General Overviews: Art and Ethnicity

Some scholars find the historical model of migration by coherent tribes, long the dominant paradigm for interpretation of Merovingian art, still useful (Brown 1995). Many others question it, describing instead a gradual development of distinctive self-identity among different groups (Geary 2001). Those historians are themselves divided over the levels and continuity of cohesion among different peoples, the dates when such solidarity was achieved, and the working of elites responsible for instigating and maintaining that sense of group identity (Gillett 2006). In the context of these debates, art historians must ask whether objects played a role in constructing group identity (Brather-Walter 2019; Halsall 2011; López Quiroga, et al. 2017; Martin 2014; Périn and Kazanski 2011), if so how, and if not, how we will conceptualize works hitherto classified as “Frankish” or “Visigothic.”

» Data provided:
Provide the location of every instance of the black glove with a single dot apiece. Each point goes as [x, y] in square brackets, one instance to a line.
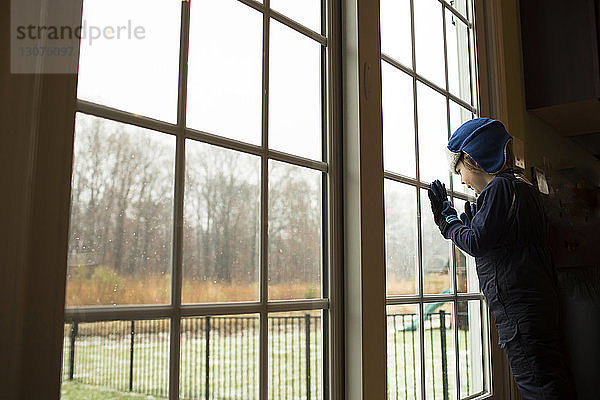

» Given task: Continue the overview of art and ethnicity in Merovingian scholarship, picking up after its final sentence.

» Output of the exercise:
  • Brather-Walter, Susanne. “Bow-Brooches as Ethnic Indicators? A Myth of Early Medieval Archaeology.” In Archaeology, History and Biosciences: Interdisciplinary Perspectives. Ergänzungsbände zum Reallexikon der Germanischen Altertumskunde 107. Edited by Susanne Brather-Walter, 85–99. Berlin: DeGruyter, 2019.

    Established typology and distribution models of brooches do not account for transitional types or small detail variations. Motifs, ornament, overall shape, and techniques of production can point in different directions. Changes can reflect widespread fashions, and size tends to increase over time.

  • Brown, Katharine Reynolds. Migration Art, A.D. 300–800. New York: Metropolitan Museum of Art, 1995.

    Short introduction using the migration paradigm.

  • Geary, Patrick J. “Barbarians and Ethnicity.” In Interpreting Late Antiquity: Essays on the Postclassical World. Edited by Glen W. Bowersock, Peter Brown, and Oleg Grabar, 107–129. Cambridge, MA: Belknap Press of Harvard University Press, 2001.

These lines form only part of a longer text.